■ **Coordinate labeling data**
§ §
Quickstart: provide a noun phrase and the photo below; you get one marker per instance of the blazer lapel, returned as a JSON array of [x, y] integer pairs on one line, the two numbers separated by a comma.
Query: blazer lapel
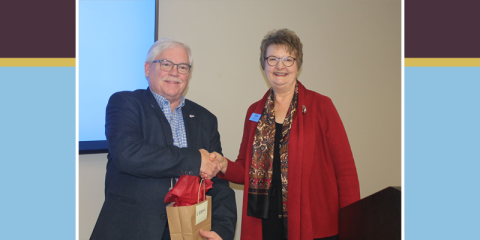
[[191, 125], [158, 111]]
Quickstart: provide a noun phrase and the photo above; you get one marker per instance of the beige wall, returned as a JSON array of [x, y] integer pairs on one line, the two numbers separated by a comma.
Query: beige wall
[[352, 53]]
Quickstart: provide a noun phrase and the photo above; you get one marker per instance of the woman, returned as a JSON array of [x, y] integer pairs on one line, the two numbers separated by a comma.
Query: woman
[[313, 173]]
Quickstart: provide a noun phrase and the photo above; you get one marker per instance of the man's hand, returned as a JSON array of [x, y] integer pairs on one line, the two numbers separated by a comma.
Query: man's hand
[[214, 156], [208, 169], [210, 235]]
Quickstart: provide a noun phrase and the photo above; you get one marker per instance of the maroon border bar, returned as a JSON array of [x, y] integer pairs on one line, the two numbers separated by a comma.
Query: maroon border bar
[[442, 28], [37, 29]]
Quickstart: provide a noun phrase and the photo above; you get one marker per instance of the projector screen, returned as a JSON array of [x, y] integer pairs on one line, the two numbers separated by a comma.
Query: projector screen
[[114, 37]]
§ §
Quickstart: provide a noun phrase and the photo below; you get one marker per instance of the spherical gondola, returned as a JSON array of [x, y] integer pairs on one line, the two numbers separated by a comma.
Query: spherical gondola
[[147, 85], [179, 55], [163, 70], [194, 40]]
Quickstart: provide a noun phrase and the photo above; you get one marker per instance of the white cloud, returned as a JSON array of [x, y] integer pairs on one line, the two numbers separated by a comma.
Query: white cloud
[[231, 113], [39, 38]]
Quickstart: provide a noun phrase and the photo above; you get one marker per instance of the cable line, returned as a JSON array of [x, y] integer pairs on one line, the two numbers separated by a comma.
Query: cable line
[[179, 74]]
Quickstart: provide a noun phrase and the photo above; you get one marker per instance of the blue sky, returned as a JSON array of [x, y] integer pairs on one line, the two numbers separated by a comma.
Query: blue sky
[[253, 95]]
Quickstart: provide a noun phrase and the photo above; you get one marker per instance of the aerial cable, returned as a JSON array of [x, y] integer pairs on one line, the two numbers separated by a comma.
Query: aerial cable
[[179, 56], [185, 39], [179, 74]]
§ §
■ **TASK GOAL**
Arrange the entries as a Markdown table with the columns Row and Text, starting with the line that contains "of the spherical" and going on through the line that contains "[[231, 113], [39, 38]]", leaving out blank lines. Put each line's number in Row and the line itself in Text.

■ **RESPONSE**
| Row | Text |
|---|---|
| 1 | Quickstart: provide a noun phrase and the photo below; you get one marker per instance of the spherical gondola, returned as a JSON array of [x, y] integer pairs on one line, the two numbers separated by a comma. |
| 2 | Query: spherical gondola |
| 3 | [[147, 85], [179, 55], [163, 70], [194, 40]] |
| 4 | Quickstart: provide a noun phrase and the photo above; you get one marker per instance of the white cloud, returned as a JSON array of [x, y] integer pairs on one line, the two numbers separated by a comma. |
| 5 | Query: white cloud |
| 6 | [[231, 113], [39, 38]] |